DESCRIPTION OF THE TASK » Write out each entry once more so that it matches the original exactly.

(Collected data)
Segment Open

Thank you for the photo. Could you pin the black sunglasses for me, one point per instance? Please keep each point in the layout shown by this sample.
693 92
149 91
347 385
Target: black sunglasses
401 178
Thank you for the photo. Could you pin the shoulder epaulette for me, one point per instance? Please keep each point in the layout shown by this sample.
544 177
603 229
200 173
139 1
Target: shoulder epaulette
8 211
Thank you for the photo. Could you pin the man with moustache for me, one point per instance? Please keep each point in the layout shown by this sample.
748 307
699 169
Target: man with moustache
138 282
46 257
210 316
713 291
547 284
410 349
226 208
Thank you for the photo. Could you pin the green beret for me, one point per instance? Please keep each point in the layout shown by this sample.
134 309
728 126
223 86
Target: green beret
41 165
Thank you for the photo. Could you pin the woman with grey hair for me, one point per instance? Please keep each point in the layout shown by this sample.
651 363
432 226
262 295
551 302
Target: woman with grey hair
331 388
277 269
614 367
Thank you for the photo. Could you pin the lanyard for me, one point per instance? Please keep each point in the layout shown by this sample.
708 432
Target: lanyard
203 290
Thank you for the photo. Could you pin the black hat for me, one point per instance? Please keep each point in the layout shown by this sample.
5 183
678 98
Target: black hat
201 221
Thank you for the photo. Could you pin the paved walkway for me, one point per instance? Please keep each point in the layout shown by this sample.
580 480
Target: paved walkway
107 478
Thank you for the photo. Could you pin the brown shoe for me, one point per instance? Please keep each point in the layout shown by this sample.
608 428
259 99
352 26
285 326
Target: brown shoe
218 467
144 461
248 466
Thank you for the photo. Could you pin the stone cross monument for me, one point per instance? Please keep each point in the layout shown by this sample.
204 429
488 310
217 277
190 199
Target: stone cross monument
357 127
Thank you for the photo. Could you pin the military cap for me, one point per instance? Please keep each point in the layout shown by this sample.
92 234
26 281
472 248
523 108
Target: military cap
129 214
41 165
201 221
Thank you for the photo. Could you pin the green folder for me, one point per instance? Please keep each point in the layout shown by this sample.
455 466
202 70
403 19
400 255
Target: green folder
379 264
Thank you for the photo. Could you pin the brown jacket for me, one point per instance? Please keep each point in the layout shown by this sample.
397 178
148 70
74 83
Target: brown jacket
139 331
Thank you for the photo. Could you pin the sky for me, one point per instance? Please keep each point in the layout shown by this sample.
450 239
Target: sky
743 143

Segment Closed

WRITTEN SOLUTION »
Thank you for the photo. Could you pin the black sunglasses for me, one point per instance? Please keep each point in the layout shown by this sample.
693 92
149 91
347 385
Target: black sunglasses
401 178
Thank you for the photo. Could you pin the shoulder epaulette for me, one point per instance? Please keep each point in the layout shown by this sample.
544 177
603 229
200 173
139 1
Target: shoulder epaulette
8 211
Thank you for the photo. Could you pin the man with moustache for me, one point per instance? Please keep each point in the layout shown by this sample.
748 307
699 169
Target: man with moustache
138 282
46 257
210 316
713 291
547 284
410 349
226 208
Thank you for the photo. Could you pin the green beret for me, one point per instance? Please keep each point in the layout shown by this sample.
134 309
728 126
223 86
Target: green beret
41 165
Thank you for the photo. Could you pin the woman with grey hair for me, one point per instance? Please keep each point in the layout shown by this sample.
651 363
432 226
262 295
551 302
Target: woman with grey hair
331 388
277 269
614 367
Thank you for the photo. Could you pin the lanyard for me, one point per instance? Please keep each point in the layout shown by this sample.
708 432
Target: lanyard
203 290
Thank you for the photo. Could you pin the black hat for me, one point per instance? Please keep each point in the layout shown by this sample.
5 183
678 98
Target: black hat
201 221
Thank you for the photo. Could you pin the paved walkway for me, one point per instance? Please keep each point in the layout shown by this sample.
580 480
Target: paved walkway
107 478
Thank you for the photo. Could you pin the brown shoe for me, one point per instance? Please keep each point in the layout shown by this sample.
608 428
259 99
352 26
285 326
Target: brown shoe
218 467
144 461
248 466
Thank you for the photo. Could you pin the stone cross monument for me, one point per instance? Please keep each point in the layout shown by this sample.
204 429
488 310
217 277
190 199
Target: stone cross monument
357 127
Thank you for the photo. Could you pin the military cap for me, one point per instance? Please keep each point in the layout shown by this sample.
92 234
26 281
472 248
523 108
Target: military cap
129 214
41 165
201 221
Thank you for the photo. Could you pin the green folder for me, one point per instance? Please keep each point in the layout shown by this sample.
455 466
202 70
403 19
400 255
Target: green folder
379 264
Thank you for the photo. Could you pin the brown jacket for me, one point per instance? Please keep each point in the layout shown by this sample.
397 178
148 70
74 83
Target: brown jacket
139 331
Thank you for the photo. Could you pin the sky for me, one point per instance? Please keep each point in the layout shown by this sample.
450 239
Target: sky
743 143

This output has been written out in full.